Changing State: Freezing

Key Concepts

  • Freezing is the process that causes a substance to change from a liquid to a solid.
  • Freezing occurs when the molecules of a liquid slow down enough that their attractions cause them to arrange themselves into fixed positions as a solid.

Summary

Students will mix ice and salt in a metal can to make it very cold. They will then see liquid water and ice form on the outside of the can. Students will watch an animation of water molecules arranged as ice.

Objective

Students will be able to explain on the molecular level why a low enough temperature can cause the water vapor in air to condense to liquid water and then freeze to form ice.

Evaluation

Download the student activity sheet, and distribute one per student when specified in the activity. The activity sheet will serve as the “Evaluate” component of each 5-E lesson plan.

Safety

Make sure you and your students wear properly fitting goggles.

Given data:
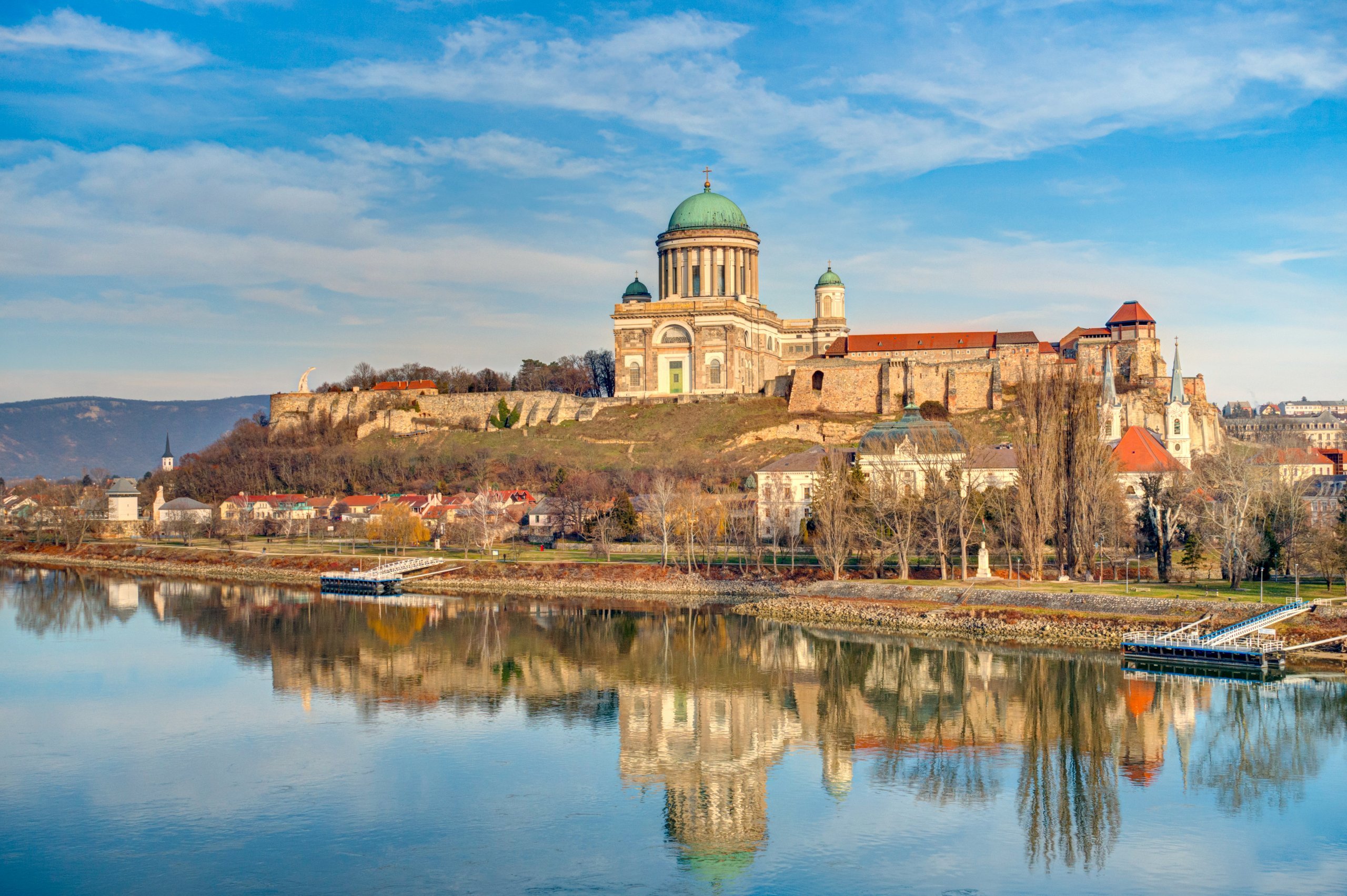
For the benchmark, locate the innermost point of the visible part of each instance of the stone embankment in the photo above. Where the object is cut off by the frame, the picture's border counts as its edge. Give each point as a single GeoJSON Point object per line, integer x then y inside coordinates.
{"type": "Point", "coordinates": [958, 611]}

Short task 1:
Revise the freezing lesson from "Students will mix" up to and including "arranged as ice.", putting "sugar" in place of "salt".
Short task 2:
Answer these questions about the freezing lesson.
(a) What do students mix in a metal can?
(b) What will serve as the "Evaluate" component of each 5-E lesson plan?
(c) What should you and your students wear for safety?
Short task 3:
Write the next part of the freezing lesson, picking up after its final sentence.
The data come from a different source than the freezing lesson.

Expected answer 1:
Students will mix ice and sugar in a metal can to make it very cold. They will then see liquid water and ice form on the outside of the can. Students will watch an animation of water molecules arranged as ice.

Expected answer 2:
(a) Ice and salt.
(b) The student activity sheet.
(c) Properly fitting goggles.

Expected answer 3:
Materials for Each Group

  • Empty clean metal soup can
  • Salt
  • Ice
  • Metal spoon or sturdy stick
  • Teaspoon
  • Paper towel

Materials for the Teacher

  • Pliers
  • Duct tape

About this Lesson

If the level of humidity in your classroom is too low, you cannot do the activities in the Explore section of this lesson. However, you can still teach the lesson by showing students the video Ice on a Can. It may be helpful to show students the difference in your results.

  1. Engage

    Show students that liquid water expands when it freezes to become solid ice.

    Teacher Preparation

    • Place 50 milliliters of water into a plastic 100 ml graduated cylinder and place it in the freezer over night.
    • The next day, bring it into class and show students that the level of ice is higher than the level of water you started with. Explain to students that as water freezes, it expands and takes up more space than it did as liquid water.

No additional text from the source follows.